Publishers who 'accept' these as submissions, are often mistaken in thinking that we designers jump straight from sketch to finished written pattern with no stages in between, and so when we complain that deadlines don't give us enough time to complete, a publisher actually fuses the 'design' and the 'make' of a project, they only pay once a combined fee for both and so assume that the 'idea' is finished. A publisher will often say "I know someone who can knit it up in time, just hand over the pattern to them and they'll do it"

I want to say Whoaaaaa! Hold your horses there publisher, I made a series of sketches/drawings for a submission idea only....I do not have fully finished garments and written patterns in a range of sizes with instructions for someone to knit up magically appearing on paper as a 'pattern' yet!!"

This is the danger of sketching or even talking to people about a 'design idea', they think the 'idea' is what we designers are credited with, and that the idea is fully developed as a pattern and ready to go the moment the publisher says "Yay" or "Nay" to it. Are they mad....? Yes, generally they are, they only understand a finished object and a printed pattern not the stages that need to be worked to get there.

Ruth is so right to make her piece, to go way beyond swatching to have something developed.
My sadness is that I do not work fast enough, so I have the idea then get pressurised to write up a pattern without having even knitted anything. This takes out firstly the fun, and also the huge relief of being able to iron out problems as I go. It limits me, because I can only write down instructions I know to be safe, when perhaps I might have tried a new technique to see if it worked in those materials, but too risky to hand over to a 'knitter'. My happiness though, is that with my drawings, I can make a multitude of them and distribute them, and get work without wasting my time in making them all to have 90% of them rejected. As I keep saying, I submitted 13 ideas to the anticraft for their book, only 3 of which were made, and if I had made say only a couple of those ideas and submitted as FO's the chances are they might have been OK in their own right but not actually have fitted in with their stories. However, publishers should realise that my drawing is a mere wisp of an idea, hinting to them in their own language, and is in no way a finished and fully formed piece with which to run.

• **What the task requires**
Write the next part of the excerpt about knitting designers, sketch submissions, and publishers, picking up after its final sentence.

• **Data supplied**

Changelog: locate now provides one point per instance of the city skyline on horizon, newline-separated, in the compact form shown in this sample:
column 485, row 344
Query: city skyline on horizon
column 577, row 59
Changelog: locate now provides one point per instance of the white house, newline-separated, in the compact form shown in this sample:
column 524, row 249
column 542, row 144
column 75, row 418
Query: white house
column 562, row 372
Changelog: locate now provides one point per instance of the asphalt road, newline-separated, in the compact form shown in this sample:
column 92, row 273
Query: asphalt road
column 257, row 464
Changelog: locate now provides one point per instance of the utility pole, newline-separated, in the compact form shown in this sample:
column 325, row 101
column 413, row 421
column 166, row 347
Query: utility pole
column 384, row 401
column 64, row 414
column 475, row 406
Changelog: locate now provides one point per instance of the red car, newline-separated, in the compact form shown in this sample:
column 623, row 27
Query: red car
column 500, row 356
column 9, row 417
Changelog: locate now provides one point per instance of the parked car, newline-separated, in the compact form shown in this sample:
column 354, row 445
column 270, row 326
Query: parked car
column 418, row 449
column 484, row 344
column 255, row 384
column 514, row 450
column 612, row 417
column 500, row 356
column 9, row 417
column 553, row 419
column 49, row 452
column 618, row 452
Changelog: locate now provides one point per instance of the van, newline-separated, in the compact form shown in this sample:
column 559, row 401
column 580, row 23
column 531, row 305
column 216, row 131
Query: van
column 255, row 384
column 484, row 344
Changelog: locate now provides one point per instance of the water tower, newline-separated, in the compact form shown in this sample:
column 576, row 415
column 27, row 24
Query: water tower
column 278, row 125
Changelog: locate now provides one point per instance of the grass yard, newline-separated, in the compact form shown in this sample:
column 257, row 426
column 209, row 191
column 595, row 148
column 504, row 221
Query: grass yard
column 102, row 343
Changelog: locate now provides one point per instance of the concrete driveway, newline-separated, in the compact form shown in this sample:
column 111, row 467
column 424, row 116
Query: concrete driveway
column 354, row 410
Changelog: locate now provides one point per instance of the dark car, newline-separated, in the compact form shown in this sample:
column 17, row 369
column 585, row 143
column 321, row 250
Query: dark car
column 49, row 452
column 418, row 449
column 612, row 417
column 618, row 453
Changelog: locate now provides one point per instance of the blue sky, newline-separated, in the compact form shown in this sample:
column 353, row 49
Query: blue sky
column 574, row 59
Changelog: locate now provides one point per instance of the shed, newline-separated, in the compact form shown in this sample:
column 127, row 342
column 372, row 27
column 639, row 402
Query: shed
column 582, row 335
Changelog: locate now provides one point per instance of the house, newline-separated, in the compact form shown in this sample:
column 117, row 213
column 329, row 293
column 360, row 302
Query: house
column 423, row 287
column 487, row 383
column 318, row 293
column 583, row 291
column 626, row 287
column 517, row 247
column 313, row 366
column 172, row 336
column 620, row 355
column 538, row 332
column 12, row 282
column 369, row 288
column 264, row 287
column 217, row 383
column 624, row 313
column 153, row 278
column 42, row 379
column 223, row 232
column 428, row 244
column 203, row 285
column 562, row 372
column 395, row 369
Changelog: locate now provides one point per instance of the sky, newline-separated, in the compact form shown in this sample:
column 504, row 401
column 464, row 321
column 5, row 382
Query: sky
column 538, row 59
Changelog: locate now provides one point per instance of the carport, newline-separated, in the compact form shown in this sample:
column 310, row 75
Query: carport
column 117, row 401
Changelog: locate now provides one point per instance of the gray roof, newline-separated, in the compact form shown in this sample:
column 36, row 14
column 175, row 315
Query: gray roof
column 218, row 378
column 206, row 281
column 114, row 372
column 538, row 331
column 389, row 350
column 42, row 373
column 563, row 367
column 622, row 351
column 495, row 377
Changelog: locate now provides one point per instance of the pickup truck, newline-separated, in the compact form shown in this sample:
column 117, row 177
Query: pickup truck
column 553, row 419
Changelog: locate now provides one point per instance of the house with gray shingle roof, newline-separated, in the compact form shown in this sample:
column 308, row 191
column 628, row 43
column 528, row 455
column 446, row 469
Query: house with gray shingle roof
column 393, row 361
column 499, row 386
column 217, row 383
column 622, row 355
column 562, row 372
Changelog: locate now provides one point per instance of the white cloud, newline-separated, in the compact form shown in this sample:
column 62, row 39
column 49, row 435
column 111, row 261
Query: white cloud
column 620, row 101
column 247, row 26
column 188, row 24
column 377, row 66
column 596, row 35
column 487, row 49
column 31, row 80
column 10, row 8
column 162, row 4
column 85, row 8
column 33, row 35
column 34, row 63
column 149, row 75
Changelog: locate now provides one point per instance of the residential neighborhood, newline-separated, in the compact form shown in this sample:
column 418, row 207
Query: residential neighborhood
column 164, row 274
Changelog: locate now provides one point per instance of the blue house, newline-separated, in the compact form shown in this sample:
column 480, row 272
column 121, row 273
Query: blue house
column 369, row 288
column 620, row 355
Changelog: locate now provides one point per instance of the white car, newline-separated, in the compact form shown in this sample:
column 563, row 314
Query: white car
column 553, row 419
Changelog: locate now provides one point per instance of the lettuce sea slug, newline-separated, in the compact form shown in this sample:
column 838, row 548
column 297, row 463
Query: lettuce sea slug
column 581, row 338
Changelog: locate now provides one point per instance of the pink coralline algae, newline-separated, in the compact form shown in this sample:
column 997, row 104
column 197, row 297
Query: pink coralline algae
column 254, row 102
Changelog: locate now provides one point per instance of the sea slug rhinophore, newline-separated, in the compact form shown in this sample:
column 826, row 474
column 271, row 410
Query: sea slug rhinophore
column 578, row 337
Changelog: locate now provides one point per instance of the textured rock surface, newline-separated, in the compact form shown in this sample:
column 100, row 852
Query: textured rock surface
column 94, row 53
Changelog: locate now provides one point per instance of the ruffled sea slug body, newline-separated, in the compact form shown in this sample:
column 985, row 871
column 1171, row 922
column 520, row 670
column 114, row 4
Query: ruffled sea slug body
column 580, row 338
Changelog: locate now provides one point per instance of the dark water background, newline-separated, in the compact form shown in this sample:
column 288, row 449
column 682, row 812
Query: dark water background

• **Task output**
Also, if I finish a piece independently of any brief, and am totally happy with all my design choices, and then it gets accepted for publication, I know it is all mine and somebody approved of my ideas. If I submit an outline of an idea, to a specific brief, and then the publisher makes all the choices with regard to style, yarn, and shades and actual design of the piece, then somehow it knocks the excitement out of me, and I don't always agree with their choices but have to go with them anyway.

Often I have found that a choice someone made for me, was actually the wrong thing to do and I end up wishing I had chosen all the elements myself including the making of the project, and that is the only way designers can keep artistic control and quality in check.

Other times, I just change my mind, or find that a particular shade I had envisaged just doesn't exist and cannot be bought even as a custom dye, but a promise to a publisher for that shade can make them feel another would be inferior when in reality, if I presented them with a finished object of my own choice they might be just as happy anyway.

In conclusion, a drawing can be liberating in not being constrained by the materials in front of us and in striving to make the project we promised, we can stretch ourselves and that is a good thing.

However, in some circumstances, it can limit us to the 'promise' we made to make something look exactly the way we have drawn and it doesn't give us room to improve or go off in a better direction on the actual make.